> _What you will do_:
Copy the lines of the listing below between the line holding "(format x=766, y=312)" and the line holding "x=637, y=350", inclusive, with the requests kept. Multiply every answer coordinate by 0.65 and round to whole numbers, halves up, while leaving the requests and their format samples unchanged.

..............................

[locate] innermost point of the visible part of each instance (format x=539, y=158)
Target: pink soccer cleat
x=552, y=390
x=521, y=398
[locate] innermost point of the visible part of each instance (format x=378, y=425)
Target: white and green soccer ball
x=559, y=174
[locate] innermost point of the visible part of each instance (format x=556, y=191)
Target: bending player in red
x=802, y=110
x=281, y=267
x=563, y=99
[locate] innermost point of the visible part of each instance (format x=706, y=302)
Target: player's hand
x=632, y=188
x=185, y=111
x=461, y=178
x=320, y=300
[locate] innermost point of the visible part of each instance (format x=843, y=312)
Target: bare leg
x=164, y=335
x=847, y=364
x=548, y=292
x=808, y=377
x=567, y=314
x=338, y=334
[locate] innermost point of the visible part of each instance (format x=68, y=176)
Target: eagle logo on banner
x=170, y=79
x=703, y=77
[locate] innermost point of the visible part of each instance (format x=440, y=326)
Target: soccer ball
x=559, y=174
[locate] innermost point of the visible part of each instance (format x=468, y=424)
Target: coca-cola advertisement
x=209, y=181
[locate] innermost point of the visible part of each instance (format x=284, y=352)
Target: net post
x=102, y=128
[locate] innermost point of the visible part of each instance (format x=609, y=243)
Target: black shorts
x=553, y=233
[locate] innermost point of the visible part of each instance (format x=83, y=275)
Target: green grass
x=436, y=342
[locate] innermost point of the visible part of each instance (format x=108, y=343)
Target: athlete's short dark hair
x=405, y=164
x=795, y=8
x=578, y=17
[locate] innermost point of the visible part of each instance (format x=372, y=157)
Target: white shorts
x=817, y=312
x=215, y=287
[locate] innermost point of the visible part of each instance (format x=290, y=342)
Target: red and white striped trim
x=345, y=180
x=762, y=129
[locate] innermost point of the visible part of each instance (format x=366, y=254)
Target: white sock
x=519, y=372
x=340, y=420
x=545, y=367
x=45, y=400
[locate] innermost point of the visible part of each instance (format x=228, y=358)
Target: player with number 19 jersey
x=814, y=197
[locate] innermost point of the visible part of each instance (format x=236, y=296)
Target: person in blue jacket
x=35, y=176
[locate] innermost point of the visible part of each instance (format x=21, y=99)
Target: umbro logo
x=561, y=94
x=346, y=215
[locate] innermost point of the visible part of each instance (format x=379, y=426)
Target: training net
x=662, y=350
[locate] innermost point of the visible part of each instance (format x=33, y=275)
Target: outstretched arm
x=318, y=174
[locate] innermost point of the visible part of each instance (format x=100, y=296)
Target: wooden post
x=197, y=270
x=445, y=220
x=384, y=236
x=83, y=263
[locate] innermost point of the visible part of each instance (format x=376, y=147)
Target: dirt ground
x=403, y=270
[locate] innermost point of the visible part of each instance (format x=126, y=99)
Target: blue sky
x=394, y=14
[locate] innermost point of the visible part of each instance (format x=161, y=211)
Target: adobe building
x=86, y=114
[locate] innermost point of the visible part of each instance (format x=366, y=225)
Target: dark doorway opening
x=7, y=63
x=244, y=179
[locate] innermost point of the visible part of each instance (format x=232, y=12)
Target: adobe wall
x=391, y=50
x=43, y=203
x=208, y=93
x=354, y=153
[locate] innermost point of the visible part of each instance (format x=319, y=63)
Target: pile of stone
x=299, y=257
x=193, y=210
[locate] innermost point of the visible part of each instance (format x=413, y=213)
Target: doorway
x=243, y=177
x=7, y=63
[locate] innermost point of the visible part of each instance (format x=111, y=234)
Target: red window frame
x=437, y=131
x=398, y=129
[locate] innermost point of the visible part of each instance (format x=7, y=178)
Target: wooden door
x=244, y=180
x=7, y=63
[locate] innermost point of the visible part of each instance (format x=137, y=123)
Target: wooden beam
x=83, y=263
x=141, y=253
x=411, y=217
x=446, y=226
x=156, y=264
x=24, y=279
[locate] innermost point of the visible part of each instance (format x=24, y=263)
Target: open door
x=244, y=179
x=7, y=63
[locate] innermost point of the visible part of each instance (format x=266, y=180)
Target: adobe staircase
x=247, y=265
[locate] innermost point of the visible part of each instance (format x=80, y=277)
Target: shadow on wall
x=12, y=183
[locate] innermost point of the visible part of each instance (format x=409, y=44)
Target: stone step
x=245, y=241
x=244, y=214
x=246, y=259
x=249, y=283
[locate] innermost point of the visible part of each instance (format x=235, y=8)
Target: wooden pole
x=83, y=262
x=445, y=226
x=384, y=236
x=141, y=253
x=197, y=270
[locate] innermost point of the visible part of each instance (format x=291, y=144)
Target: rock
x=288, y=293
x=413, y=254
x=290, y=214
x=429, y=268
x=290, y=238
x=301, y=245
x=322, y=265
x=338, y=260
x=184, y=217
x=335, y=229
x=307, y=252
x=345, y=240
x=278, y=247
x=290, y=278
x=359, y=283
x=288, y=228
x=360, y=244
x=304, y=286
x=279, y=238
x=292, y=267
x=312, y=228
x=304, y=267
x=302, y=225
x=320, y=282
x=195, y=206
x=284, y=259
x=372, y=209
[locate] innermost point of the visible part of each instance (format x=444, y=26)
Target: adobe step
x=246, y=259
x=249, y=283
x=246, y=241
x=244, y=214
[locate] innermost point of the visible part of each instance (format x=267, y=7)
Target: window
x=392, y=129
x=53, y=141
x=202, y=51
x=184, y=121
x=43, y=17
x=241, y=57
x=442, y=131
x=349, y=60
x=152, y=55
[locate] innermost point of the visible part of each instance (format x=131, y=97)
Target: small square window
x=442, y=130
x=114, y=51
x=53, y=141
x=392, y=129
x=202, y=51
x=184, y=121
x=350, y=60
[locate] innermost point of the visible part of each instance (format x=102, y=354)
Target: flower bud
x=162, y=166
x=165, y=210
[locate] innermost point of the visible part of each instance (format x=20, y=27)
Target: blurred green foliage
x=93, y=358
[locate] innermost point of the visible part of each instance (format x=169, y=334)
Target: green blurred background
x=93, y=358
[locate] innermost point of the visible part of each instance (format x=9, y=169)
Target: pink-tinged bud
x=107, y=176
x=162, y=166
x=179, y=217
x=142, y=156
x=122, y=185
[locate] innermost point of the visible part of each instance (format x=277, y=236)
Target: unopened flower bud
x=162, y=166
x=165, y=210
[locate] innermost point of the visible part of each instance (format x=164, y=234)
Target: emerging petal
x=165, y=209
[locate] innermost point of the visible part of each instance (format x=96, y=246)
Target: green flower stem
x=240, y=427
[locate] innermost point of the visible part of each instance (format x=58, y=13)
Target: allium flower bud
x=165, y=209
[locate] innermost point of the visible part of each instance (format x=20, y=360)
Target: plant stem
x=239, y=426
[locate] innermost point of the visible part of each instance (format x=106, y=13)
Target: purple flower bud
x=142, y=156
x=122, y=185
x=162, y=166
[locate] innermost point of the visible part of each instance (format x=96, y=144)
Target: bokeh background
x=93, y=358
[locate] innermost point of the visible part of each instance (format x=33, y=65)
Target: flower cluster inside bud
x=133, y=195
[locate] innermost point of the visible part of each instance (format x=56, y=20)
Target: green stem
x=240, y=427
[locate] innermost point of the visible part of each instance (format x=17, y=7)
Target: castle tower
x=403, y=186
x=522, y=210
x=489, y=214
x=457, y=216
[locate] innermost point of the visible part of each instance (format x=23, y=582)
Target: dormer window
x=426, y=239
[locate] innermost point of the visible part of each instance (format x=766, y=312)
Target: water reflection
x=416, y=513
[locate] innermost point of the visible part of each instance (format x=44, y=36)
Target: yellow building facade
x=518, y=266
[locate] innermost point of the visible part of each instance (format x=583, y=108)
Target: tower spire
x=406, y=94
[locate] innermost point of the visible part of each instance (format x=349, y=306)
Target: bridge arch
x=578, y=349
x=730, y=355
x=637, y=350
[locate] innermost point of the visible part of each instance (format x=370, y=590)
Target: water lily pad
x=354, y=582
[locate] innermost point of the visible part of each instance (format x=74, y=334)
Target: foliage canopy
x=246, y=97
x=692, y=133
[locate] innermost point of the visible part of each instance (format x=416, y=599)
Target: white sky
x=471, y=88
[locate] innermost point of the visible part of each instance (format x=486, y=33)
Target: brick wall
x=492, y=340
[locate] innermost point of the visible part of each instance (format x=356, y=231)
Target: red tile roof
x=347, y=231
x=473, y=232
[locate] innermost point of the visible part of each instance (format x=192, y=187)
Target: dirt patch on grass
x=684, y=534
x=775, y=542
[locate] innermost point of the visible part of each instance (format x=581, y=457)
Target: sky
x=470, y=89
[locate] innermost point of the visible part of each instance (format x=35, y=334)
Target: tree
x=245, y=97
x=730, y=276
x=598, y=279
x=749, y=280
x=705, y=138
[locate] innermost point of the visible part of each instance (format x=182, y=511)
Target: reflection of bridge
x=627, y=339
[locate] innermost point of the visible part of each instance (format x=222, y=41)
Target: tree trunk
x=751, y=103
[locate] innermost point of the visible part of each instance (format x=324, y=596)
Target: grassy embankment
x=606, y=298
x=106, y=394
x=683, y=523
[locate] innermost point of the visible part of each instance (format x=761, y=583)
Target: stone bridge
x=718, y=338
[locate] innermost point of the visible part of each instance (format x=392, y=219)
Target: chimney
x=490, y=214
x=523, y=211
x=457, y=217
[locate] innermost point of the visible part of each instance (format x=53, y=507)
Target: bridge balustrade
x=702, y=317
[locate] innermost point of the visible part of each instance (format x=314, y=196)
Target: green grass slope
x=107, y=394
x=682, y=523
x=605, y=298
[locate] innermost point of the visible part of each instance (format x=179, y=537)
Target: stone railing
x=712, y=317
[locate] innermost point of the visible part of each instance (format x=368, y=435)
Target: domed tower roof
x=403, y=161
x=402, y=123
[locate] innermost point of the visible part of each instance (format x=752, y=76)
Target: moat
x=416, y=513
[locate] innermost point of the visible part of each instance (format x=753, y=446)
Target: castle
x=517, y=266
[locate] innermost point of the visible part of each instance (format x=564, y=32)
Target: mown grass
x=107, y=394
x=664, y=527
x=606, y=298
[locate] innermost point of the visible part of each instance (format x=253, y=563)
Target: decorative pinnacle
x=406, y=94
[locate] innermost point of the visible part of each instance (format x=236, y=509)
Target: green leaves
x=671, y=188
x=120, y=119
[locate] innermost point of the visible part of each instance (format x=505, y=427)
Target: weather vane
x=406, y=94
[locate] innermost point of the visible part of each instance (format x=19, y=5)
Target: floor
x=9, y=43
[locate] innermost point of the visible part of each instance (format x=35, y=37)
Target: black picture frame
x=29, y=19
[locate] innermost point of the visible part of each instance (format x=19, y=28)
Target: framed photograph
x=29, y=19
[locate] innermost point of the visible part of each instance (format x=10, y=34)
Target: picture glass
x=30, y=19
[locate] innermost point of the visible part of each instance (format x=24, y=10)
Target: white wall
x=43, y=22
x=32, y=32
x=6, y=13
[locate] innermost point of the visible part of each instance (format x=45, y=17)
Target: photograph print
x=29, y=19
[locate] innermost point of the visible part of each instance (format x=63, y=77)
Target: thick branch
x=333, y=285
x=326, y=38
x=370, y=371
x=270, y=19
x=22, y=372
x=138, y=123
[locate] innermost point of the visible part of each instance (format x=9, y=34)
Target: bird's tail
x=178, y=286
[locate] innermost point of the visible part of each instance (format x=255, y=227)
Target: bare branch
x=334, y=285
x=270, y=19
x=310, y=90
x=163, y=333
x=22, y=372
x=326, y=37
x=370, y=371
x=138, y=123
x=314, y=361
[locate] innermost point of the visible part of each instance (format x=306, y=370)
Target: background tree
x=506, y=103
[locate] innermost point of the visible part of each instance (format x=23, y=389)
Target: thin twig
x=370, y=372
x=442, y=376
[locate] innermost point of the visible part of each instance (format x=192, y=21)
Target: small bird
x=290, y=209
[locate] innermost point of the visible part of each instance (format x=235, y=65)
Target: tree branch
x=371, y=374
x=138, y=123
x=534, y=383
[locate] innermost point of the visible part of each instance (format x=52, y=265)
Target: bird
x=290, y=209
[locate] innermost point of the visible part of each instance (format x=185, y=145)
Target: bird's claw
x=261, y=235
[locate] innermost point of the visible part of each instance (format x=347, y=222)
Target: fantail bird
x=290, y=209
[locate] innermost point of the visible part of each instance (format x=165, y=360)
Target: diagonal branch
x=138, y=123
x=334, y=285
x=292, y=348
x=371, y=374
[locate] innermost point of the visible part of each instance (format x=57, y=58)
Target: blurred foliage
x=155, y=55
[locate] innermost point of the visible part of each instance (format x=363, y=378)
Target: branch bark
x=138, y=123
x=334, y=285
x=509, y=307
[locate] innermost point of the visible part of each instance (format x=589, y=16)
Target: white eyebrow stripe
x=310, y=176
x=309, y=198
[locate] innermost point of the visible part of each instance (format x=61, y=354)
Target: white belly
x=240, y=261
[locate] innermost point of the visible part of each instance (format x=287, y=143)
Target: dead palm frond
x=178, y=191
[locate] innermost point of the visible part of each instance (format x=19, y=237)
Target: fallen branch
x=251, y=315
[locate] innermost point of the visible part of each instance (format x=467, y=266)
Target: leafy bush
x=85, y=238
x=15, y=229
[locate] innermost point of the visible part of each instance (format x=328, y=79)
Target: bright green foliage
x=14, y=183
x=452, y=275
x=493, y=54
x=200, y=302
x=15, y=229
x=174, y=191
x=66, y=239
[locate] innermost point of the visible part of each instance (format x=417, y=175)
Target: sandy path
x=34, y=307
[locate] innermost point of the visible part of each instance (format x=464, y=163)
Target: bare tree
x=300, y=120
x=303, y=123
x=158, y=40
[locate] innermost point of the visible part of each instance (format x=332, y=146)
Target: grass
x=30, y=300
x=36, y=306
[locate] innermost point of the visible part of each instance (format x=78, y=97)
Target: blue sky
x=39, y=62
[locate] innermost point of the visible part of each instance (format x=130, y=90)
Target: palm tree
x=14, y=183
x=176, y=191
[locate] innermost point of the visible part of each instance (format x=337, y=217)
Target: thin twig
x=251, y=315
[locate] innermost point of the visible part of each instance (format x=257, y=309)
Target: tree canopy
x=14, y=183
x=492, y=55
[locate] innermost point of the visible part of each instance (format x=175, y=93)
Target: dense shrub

..............................

> _Result_:
[locate] innermost point of the visible part of each instance (format x=766, y=312)
Target: water reflection
x=270, y=333
[locate] innermost point of the visible part of each instance (format x=44, y=36)
Target: yellow building facade
x=337, y=173
[locate] innermost point of the visible part of each instance (format x=583, y=108)
Target: tower spire
x=264, y=61
[locate] innermost point of the visible part of each instance (format x=349, y=306)
Target: bridge arch
x=376, y=227
x=475, y=231
x=414, y=228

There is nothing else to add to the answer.